(Supplied text)

I managed to half-doze a bit until about 7. When the nurse came in for my 8:15 medicine, I told her to hold off. I wasn't in any pain, so I figured why rush the meds? As it turned out, the pains didn't return.
The rest of the morning was mostly waiting for the urologist to show up and decide what they wanted to do with me. I was trying not to get impatient, but I was starting to get pretty hungry (after having lost my dinner) and had been pretty thirsty for some time. It’s weird when they want you to pee, but won’t give you anything to drink. The saline drip just wasn't cutting it.
Finally, Pinky, (who had returned) went out to “raise awareness” of our plight. She’s pretty good at that kind of thing… the doctor appeared about 15 minutes later. That’s when he answered my “diameter” question. He said that when they did the CAT scan, the stone was 2 cm from the bladder, and because my pain had suddenly gone away, they were confident that it was now in the bladder. (And I was confident it hadn't gone any further, because I’m sure I’d have noticed. I imagined it would pass with one of those cartoon gunshot “ricochet” sound effects. PTTOWWW!
The good news is that they wanted me to pass it without surgery, which I was all for. I figured, if it gets bad, they’ll give me more Dilaudid. They were going to keep me another night, but in the meantime, I’d be allowed to eat and drink. Halleluiah!

(End Supplied text)
(Records supplied)

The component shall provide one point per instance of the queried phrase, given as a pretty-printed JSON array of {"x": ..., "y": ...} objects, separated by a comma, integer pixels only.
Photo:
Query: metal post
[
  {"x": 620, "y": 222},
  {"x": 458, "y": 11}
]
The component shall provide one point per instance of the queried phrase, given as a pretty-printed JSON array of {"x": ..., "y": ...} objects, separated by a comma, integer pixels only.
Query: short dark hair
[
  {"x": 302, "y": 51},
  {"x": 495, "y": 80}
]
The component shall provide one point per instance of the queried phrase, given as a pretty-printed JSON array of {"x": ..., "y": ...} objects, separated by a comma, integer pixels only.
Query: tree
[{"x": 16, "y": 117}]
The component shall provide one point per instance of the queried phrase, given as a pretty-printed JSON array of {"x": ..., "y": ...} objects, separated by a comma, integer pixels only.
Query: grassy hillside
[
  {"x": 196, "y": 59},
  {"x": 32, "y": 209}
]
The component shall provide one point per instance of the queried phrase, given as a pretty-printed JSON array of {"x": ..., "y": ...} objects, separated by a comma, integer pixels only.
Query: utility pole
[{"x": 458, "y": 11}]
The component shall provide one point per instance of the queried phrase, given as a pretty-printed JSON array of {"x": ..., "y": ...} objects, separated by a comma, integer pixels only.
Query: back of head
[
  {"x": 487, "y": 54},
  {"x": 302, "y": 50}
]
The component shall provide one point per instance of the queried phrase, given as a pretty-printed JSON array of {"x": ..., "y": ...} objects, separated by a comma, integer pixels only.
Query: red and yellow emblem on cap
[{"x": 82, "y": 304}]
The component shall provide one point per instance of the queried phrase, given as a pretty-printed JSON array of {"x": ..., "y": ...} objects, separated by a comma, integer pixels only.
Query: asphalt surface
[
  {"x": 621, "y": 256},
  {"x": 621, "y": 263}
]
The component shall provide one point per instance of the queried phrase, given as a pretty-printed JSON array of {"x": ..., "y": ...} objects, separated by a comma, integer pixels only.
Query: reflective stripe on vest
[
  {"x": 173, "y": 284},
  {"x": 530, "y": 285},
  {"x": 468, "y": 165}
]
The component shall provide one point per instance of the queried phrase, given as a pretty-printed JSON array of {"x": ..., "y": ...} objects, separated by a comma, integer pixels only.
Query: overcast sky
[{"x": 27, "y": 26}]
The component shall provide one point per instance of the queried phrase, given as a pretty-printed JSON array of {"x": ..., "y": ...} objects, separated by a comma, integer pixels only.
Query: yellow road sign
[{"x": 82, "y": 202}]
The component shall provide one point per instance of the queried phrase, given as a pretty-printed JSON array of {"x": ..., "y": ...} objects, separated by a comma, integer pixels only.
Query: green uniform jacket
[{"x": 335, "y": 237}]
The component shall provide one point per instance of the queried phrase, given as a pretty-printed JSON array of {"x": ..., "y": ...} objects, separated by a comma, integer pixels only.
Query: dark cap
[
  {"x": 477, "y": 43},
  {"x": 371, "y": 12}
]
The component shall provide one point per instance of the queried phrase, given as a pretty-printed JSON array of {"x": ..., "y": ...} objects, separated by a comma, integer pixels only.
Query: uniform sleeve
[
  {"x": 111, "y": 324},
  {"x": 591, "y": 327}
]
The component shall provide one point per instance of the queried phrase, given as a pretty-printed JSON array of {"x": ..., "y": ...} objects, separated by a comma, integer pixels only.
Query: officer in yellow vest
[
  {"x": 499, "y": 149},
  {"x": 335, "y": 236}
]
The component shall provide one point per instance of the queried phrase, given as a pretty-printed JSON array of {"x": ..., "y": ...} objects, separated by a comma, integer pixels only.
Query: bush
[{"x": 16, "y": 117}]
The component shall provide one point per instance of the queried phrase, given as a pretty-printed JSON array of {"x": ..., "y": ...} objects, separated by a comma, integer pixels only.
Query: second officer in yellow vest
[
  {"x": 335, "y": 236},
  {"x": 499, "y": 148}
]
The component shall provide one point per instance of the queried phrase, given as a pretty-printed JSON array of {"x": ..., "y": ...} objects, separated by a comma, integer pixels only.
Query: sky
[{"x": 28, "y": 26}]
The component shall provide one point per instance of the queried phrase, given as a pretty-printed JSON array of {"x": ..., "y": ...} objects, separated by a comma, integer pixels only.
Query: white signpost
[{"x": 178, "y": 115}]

(End Records supplied)

## Task A
Do these statements agree with the hospital account? Answer yes or no for each, quoting the deciding words of the text: (i) The narrator took the 8:15 medicine on schedule. (ii) The CAT scan placed the stone 2 cm from the bladder. (iii) The doctors planned to remove the stone surgically.
## Task B
Can you restate the part of the hospital account starting at "I managed to" and ending at "wasn't cutting it.", substituting "attendant" for "nurse"?
The items come from a separate source unrelated to the hospital account.

## Answer box A
(i) No: "When the nurse came in for my 8:15 medicine, I told her to hold off."
(ii) Yes: "the stone was 2 cm from the bladder"
(iii) No: "they wanted me to pass it without surgery"

## Answer box B
I managed to half-doze a bit until about 7. When the attendant came in for my 8:15 medicine, I told her to hold off. I wasn't in any pain, so I figured why rush the meds? As it turned out, the pains didn't return.
The rest of the morning was mostly waiting for the urologist to show up and decide what they wanted to do with me. I was trying not to get impatient, but I was starting to get pretty hungry (after having lost my dinner) and had been pretty thirsty for some time. It’s weird when they want you to pee, but won’t give you anything to drink. The saline drip just wasn't cutting it.